Task to carry out.
Print each of the entries exactly, leaving nothing out.
▼▼▼
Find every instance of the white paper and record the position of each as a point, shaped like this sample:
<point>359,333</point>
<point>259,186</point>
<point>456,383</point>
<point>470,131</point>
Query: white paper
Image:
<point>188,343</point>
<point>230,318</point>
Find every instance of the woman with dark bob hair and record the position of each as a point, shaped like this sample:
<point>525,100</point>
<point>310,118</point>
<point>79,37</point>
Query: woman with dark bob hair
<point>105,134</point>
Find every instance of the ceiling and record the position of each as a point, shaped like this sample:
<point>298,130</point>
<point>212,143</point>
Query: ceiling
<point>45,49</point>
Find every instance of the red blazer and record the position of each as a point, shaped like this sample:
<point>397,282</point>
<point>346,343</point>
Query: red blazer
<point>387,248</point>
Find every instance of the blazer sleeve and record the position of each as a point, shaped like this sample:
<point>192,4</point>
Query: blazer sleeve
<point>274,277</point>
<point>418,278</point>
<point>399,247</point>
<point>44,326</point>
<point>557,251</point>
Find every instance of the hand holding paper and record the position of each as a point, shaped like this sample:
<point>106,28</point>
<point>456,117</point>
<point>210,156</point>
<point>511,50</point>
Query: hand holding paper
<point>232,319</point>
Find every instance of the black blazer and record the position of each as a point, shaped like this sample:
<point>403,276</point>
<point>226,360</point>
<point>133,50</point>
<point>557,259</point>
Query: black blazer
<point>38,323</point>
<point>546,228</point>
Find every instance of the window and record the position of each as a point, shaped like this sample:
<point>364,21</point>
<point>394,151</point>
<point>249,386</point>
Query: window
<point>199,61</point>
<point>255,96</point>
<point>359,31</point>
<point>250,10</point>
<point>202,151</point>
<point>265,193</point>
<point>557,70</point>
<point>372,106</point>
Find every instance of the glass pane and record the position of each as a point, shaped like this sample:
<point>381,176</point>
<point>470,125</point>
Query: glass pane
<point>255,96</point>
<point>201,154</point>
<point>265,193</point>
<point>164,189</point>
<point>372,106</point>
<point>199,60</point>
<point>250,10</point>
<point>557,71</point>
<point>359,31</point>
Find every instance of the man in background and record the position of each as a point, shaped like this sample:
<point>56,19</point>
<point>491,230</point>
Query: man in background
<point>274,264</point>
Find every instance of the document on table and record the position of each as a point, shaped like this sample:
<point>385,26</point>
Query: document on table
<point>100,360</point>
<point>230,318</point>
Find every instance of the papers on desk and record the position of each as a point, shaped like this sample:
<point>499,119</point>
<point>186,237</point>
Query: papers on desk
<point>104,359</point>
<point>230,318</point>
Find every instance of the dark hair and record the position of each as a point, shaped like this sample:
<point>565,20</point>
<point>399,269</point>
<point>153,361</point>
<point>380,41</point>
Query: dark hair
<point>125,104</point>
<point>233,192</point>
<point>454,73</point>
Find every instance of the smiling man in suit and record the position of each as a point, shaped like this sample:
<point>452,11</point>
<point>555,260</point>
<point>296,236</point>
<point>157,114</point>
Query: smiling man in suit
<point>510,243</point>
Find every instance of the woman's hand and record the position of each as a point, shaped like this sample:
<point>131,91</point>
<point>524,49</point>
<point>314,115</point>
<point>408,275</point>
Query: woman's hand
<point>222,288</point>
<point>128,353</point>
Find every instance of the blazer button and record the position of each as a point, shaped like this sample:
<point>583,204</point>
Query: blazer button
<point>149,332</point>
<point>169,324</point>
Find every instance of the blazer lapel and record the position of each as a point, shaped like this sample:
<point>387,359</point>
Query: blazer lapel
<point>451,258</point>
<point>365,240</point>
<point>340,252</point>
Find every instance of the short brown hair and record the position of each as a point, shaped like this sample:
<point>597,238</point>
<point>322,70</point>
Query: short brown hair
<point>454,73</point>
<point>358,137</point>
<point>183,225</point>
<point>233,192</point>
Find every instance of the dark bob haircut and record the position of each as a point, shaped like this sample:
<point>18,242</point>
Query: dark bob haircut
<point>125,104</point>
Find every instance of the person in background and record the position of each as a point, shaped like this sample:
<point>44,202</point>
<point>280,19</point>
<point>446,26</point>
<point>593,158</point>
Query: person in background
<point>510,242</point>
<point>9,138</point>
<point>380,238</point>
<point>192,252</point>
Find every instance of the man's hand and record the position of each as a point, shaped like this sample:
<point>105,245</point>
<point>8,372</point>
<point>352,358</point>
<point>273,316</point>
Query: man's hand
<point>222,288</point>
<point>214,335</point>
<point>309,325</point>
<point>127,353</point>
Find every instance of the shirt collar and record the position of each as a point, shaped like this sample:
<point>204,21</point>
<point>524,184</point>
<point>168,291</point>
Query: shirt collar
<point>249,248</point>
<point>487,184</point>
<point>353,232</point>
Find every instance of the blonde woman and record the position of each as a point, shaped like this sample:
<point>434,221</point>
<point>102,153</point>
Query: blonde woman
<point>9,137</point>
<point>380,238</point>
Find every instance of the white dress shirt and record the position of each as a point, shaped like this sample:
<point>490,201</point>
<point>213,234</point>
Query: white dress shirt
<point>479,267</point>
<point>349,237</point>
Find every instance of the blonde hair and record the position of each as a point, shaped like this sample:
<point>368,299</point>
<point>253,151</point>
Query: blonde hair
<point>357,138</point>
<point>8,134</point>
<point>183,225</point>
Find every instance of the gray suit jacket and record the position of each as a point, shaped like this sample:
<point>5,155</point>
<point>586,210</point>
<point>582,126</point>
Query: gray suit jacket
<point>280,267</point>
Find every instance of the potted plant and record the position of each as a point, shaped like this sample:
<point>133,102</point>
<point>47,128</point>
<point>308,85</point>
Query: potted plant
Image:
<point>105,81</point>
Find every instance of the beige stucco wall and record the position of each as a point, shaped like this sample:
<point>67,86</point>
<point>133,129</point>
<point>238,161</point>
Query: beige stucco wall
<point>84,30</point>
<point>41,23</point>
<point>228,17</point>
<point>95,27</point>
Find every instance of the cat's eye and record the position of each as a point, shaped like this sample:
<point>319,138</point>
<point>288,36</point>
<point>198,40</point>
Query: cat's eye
▲▲▲
Exercise output.
Find every instance of the white paper and record the position of each as a point, shaped like this sample:
<point>359,333</point>
<point>259,186</point>
<point>456,383</point>
<point>470,131</point>
Query: white paper
Image:
<point>188,343</point>
<point>230,318</point>
Find every instance of the woman with dark bob hair and record the position of each as a point, shaped like this sample:
<point>525,100</point>
<point>310,118</point>
<point>79,37</point>
Query: woman with dark bob hair
<point>105,134</point>
Find every instance of the ceiling and record the position of each as a point, shaped like this sample:
<point>298,130</point>
<point>212,143</point>
Query: ceiling
<point>45,49</point>
Find every instance of the red blazer and record the position of each as a point, shaped like this sample:
<point>397,282</point>
<point>346,343</point>
Query: red blazer
<point>387,248</point>
Find every instance of the blazer sleeve and record the position of each as a point, shaped like this sample:
<point>192,4</point>
Query: blazer sleeve
<point>274,277</point>
<point>418,278</point>
<point>399,247</point>
<point>44,326</point>
<point>557,251</point>
Find every instance of the hand holding paper and record the position of each as a point, shaped like this sample:
<point>106,28</point>
<point>456,117</point>
<point>210,156</point>
<point>511,50</point>
Query: hand holding paper
<point>232,319</point>
Find every instance of the black blazer and record the position of each as a point, shaped like this sample:
<point>403,276</point>
<point>226,360</point>
<point>133,50</point>
<point>557,259</point>
Query: black blazer
<point>38,323</point>
<point>546,228</point>
Find every instance of the window and record the position of each as a point, shaped like this sample:
<point>364,21</point>
<point>394,151</point>
<point>249,386</point>
Query: window
<point>199,61</point>
<point>255,96</point>
<point>359,31</point>
<point>250,10</point>
<point>202,151</point>
<point>265,193</point>
<point>557,70</point>
<point>372,106</point>
Find every instance of the glass pane and record the position of each as a point, shaped like this sample:
<point>381,176</point>
<point>470,125</point>
Query: glass pane
<point>255,96</point>
<point>201,154</point>
<point>265,193</point>
<point>164,189</point>
<point>372,106</point>
<point>199,60</point>
<point>250,10</point>
<point>557,71</point>
<point>359,31</point>
Find every instance of the man in background and record the position of each as a point, shaped like this sample:
<point>56,19</point>
<point>491,230</point>
Query: man in background
<point>274,264</point>
Find every instance of the document on table and record the position of each as a point, shaped like this sample:
<point>385,26</point>
Query: document on table
<point>100,360</point>
<point>230,318</point>
Find every instance of the papers on desk and record the position of each as a point, shaped like this sample:
<point>499,119</point>
<point>186,237</point>
Query: papers on desk
<point>104,359</point>
<point>230,318</point>
Find every instance of the dark hair and record the position of each as a point, shaped like this sample:
<point>565,20</point>
<point>399,269</point>
<point>153,361</point>
<point>380,41</point>
Query: dark hair
<point>125,104</point>
<point>233,192</point>
<point>454,73</point>
Find every instance of the smiling man in suit and record the position of each as a point, shaped like this sample:
<point>452,11</point>
<point>555,260</point>
<point>296,236</point>
<point>157,114</point>
Query: smiling man in suit
<point>510,243</point>
Find every instance of the woman's hand and record the position of each as a point, shaped like this sample:
<point>131,91</point>
<point>524,49</point>
<point>314,115</point>
<point>408,275</point>
Query: woman's hand
<point>222,288</point>
<point>128,353</point>
Find every instance of the blazer button and record the position of each as a point, shaped like this sample:
<point>583,204</point>
Query: blazer button
<point>149,332</point>
<point>169,324</point>
Find every instance of the blazer lapel and record the position of each as a point, shaped like this sample:
<point>387,359</point>
Query: blazer lapel
<point>451,258</point>
<point>365,240</point>
<point>340,252</point>
Find every instance of the short brown hair and record the position of each as a point, shaped like this sample:
<point>597,238</point>
<point>322,70</point>
Query: short brown hair
<point>454,73</point>
<point>358,137</point>
<point>183,225</point>
<point>233,192</point>
Find every instance of the dark bob haircut and record the position of each as a point, shaped like this sample:
<point>18,242</point>
Query: dark bob haircut
<point>125,104</point>
Find every instance of the person in background and record the position of each as a point, shaped like this sample:
<point>44,202</point>
<point>280,19</point>
<point>446,26</point>
<point>593,158</point>
Query: person in background
<point>510,242</point>
<point>9,138</point>
<point>380,238</point>
<point>192,252</point>
Find every instance of the man's hand and record the position of each as a point, shaped like this sample:
<point>105,245</point>
<point>8,372</point>
<point>352,358</point>
<point>273,316</point>
Query: man's hand
<point>222,288</point>
<point>214,335</point>
<point>309,325</point>
<point>127,353</point>
Find every instance of the shirt collar and record the position of each as a point, shaped like this sample:
<point>204,21</point>
<point>524,184</point>
<point>168,291</point>
Query: shirt collar
<point>249,248</point>
<point>487,184</point>
<point>353,232</point>
Find every instance of the blonde woman and record the position of each as a point, shaped like this sample:
<point>434,221</point>
<point>102,153</point>
Query: blonde woman
<point>9,137</point>
<point>380,238</point>
Find every instance of the white dress shirt and record the position of each as a point, shaped like this sample:
<point>490,201</point>
<point>213,234</point>
Query: white dress shirt
<point>479,267</point>
<point>349,237</point>
Find every instance of the blonde hair and record the position of each as a point, shaped like this sample:
<point>368,299</point>
<point>253,151</point>
Query: blonde hair
<point>357,138</point>
<point>8,134</point>
<point>183,225</point>
Find every instance of the gray suit jacket and record the position of each as a point, shaped like this sample:
<point>5,155</point>
<point>586,210</point>
<point>582,126</point>
Query: gray suit jacket
<point>280,267</point>
Find every instance of the potted plant and record the position of each as a point, shaped like this sample:
<point>133,102</point>
<point>47,128</point>
<point>308,85</point>
Query: potted plant
Image:
<point>105,81</point>
Find every instance of the beige stucco wall and record the position of each as a point, shaped like this sample:
<point>67,86</point>
<point>133,129</point>
<point>238,161</point>
Query: beige stucco wall
<point>84,30</point>
<point>41,23</point>
<point>228,17</point>
<point>95,27</point>
Find every instance of the cat's eye and record the position of each as a point, shaped like this sample:
<point>319,138</point>
<point>288,36</point>
<point>198,40</point>
Query: cat's eye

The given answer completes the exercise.